=== DOCUMENT SEGMENT ===
+ + + + +
His mother greeted us, invited us inside and told us to wash our hands and go to the kitchen. Then she turned on a giant electrical samovar to make us some tea.

When it boiled, she switched it off and the friend took the teapot to fill it with hot water. Wait, said his mother. Didn't you forget something? Sorry, mum, said he, took a long steel spoon and stirred the water inside the samovar with it.

What's that you are doing? asked I. His mom replied: It's good for the samovar. It will live longer if you stir water with a metal spoon after it boiled, the manual says so.

Never knew about it, but OK, good to know.

About a year later my parents and I went to visit my grandmother. We kissed hello and she put exactly same electrical samovar on to boil. When it boiled, I turned it off and took a spoon to stir water. Wait! the granny shouted. What are you going to do, kill yourself? You don't put metal things inside the electric appliances!

I was quite confused. My friend's mom adviced to do this, and the friend did, and everything is OK. On the other had, granny's statement also made sense: metal is a bad thing to have between you and electricity.

I was 10 or so that time so I forgot that case quickly.

But when the grandma died, she left some of her belongings to me. I went back to her old house and found the box with the samovar. I recalled the spoon and got curious. The box had a manual inside. I opened the page with the warnings and among other things found the following: With this new model, it is safe to stir water using metal objects.

As you may know, people never read manuals, and when they do, they get them wrong.

My friend's mom must have read the manual and made conclusion that stirring was safe for the device, not for the user. And then a lateral shift occured if her mind, transforming safe for the device into good for the device. Hence the obligatory stirring after each use. This is OK for an end user that has no idea on how the device works and trusts the manual.

Grandma, on the other hand, most probably didn't read the manual and just relied on her common sense (of which she had plenty). And the common sense says that you don't put metal things into electrical kettles.

But what was the point of including that string into manual, after all? Who on Earth stirs the boiling water?

The factory that made the samovar must have designed two models. The first model was not insulated well, or, more probably, the insulation was not tested well, and there was a minor possibility of receiving electrical shock when putting a metal spoon into the water.

The manual of course warned against doing this.

The factory then improved the model, and among other improvements they made the better insulation and tested it for safety. Then they decided to present this as a feature: of course, it's better to have a safe samovar that doesn't kill you when you put a metal thing into it.

They were so proud of it that they even included that into the manual. Look, it's now safe to stir the boiling water with a metal spoon!
+ + + + +
=== GIVEN INFORMATION ===

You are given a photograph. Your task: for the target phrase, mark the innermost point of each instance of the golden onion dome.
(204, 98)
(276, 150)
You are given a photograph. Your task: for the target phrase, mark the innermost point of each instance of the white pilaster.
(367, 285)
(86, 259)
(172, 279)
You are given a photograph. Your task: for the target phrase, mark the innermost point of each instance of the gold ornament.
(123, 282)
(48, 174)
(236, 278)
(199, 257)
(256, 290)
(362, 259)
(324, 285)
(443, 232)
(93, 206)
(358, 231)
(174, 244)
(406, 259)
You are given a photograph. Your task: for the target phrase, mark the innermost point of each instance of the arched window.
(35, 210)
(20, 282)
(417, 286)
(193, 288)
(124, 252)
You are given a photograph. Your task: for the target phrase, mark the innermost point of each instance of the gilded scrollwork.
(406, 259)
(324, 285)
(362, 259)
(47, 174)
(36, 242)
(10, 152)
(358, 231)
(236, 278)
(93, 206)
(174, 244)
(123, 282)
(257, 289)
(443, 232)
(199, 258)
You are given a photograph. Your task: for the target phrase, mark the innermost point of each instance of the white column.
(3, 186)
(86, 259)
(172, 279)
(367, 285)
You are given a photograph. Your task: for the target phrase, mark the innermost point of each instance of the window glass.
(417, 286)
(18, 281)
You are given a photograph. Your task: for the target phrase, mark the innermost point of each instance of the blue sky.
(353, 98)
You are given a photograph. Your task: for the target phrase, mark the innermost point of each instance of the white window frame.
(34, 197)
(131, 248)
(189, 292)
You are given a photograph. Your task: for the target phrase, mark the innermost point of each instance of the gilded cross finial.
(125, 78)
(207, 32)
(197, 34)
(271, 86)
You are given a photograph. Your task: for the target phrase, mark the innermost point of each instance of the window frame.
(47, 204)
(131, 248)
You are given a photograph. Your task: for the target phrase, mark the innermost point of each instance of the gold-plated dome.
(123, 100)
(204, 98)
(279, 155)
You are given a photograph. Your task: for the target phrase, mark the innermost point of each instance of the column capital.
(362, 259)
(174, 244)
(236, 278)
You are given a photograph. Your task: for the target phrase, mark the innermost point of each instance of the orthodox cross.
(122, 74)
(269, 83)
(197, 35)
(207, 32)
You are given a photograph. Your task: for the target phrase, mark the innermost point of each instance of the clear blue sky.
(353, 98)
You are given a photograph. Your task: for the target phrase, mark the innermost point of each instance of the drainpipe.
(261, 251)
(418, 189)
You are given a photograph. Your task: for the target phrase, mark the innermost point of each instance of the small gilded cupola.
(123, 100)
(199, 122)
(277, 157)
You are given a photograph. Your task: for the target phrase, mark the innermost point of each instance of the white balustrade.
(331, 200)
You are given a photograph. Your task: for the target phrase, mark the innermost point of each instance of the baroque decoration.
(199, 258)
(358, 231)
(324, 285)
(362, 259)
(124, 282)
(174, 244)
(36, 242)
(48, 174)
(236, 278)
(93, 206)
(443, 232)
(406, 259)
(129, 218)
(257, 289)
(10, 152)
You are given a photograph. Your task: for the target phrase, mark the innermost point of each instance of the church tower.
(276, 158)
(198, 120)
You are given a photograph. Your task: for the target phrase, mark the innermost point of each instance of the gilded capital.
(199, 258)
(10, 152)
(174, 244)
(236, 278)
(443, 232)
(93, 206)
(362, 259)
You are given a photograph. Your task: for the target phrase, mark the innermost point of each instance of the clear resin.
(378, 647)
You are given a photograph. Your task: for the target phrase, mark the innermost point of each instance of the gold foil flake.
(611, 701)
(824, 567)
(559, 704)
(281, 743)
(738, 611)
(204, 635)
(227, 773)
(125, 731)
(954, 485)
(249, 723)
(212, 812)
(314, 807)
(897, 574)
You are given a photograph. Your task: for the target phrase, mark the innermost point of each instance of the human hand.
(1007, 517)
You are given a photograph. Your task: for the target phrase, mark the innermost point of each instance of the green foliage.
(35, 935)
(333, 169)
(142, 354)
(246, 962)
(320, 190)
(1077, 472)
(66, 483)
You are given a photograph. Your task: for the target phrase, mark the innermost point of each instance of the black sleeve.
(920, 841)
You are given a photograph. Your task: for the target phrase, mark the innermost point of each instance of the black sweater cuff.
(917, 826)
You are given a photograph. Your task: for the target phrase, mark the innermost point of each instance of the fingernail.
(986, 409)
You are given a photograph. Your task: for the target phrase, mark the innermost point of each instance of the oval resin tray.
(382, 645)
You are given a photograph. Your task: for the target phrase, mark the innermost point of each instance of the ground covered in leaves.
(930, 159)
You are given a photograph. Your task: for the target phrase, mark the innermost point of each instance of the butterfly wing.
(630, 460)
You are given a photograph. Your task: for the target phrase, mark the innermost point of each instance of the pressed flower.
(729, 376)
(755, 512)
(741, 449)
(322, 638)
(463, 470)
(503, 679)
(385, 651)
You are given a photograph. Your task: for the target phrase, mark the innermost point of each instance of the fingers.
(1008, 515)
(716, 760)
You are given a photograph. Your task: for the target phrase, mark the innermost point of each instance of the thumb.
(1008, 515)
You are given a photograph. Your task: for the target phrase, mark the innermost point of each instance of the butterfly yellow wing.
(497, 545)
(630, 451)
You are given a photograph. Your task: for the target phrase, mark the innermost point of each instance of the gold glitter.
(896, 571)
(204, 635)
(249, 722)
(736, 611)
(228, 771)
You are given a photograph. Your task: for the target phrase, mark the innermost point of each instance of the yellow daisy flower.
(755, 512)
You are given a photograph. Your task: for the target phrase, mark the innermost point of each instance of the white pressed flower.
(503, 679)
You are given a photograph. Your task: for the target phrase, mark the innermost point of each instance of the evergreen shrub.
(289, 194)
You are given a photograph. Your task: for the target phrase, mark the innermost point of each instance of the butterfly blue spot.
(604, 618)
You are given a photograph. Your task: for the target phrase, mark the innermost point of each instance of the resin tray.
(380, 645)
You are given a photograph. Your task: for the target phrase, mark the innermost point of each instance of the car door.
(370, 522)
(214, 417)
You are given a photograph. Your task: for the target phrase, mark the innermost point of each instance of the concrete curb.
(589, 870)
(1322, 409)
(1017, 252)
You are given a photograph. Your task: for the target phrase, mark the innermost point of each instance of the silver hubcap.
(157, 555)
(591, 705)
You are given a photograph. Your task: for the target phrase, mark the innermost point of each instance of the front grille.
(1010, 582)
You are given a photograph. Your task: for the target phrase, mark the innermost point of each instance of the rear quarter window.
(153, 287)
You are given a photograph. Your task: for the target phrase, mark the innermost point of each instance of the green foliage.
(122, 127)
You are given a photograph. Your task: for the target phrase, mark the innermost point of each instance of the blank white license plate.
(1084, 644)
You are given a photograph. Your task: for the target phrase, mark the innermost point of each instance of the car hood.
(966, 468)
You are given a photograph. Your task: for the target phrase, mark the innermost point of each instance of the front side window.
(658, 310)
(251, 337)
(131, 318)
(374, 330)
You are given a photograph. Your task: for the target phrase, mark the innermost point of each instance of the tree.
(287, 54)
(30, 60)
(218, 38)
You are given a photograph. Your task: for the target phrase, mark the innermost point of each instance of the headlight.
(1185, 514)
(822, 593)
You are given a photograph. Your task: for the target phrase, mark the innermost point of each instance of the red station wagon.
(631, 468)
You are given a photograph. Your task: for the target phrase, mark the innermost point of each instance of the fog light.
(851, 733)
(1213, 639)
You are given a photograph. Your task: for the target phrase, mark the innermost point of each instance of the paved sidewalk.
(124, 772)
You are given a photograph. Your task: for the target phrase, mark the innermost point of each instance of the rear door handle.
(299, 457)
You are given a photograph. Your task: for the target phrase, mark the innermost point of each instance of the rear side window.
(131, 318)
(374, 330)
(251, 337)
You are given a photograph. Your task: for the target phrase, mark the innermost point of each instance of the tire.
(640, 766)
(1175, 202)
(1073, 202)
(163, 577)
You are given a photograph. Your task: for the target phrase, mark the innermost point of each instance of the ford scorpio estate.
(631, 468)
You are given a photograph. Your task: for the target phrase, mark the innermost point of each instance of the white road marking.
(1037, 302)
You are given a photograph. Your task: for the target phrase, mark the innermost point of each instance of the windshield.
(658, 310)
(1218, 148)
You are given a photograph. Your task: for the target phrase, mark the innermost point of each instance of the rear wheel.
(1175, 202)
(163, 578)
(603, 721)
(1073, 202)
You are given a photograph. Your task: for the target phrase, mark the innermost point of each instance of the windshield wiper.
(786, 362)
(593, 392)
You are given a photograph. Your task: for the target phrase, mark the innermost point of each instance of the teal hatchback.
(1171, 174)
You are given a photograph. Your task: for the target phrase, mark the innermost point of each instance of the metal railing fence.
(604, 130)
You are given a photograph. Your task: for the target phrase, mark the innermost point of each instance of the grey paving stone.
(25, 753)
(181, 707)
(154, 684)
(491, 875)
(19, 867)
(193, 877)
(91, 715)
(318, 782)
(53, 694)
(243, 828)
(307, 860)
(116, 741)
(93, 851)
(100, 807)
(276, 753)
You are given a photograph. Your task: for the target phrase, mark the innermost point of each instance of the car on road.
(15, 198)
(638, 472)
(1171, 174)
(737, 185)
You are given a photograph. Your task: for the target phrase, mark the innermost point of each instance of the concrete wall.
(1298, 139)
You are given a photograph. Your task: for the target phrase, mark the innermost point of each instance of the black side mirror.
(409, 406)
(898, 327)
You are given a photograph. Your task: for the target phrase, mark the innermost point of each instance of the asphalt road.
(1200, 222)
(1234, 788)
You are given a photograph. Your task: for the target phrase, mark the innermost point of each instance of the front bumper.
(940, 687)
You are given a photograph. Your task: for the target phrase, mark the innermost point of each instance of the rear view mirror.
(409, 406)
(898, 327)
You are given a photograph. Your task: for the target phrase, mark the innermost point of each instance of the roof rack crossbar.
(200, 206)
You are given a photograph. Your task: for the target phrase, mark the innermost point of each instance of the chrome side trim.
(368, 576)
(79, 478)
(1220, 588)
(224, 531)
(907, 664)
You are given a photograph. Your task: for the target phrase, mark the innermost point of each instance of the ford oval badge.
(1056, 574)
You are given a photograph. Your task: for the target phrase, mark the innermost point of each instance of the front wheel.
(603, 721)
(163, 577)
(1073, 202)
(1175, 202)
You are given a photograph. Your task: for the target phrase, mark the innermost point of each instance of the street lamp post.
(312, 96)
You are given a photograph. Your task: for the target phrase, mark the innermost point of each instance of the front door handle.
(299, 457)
+ + + + +
=== TASKS FOR THIS EXERCISE ===
(a) Answer these questions about the samovar story:
(i) What did the friend use to stir the water inside the samovar?
(ii) About how old was the narrator at the time of the visit to the grandmother?
(iii) Where did the narrator find the samovar's manual?
(b) Decide whether each statement agrees with the samovar story, and quote the words that settle it:
(i) The grandmother's samovar was a different model from the one at the friend's house.
(ii) The friend's mother claimed that stirring would make the samovar last longer.
(iii) The narrator found the manual at the friend's house.
(c) List every relative or acquaintance of the narrator who is mentioned in the samovar story.

=== TASK ANSWERS ===
(a)
(i) A long steel spoon.
(ii) About 10 years old.
(iii) Inside the box with the samovar, at the grandmother's old house.

(b)
(i) No: "she put exactly same electrical samovar on to boil."
(ii) Yes: "It will live longer if you stir water with a metal spoon after it boiled"
(iii) No: "I went back to her old house and found the box with the samovar." and "The box had a manual inside."

(c)
The friend
The friend's mother
The narrator's parents
The narrator's grandmother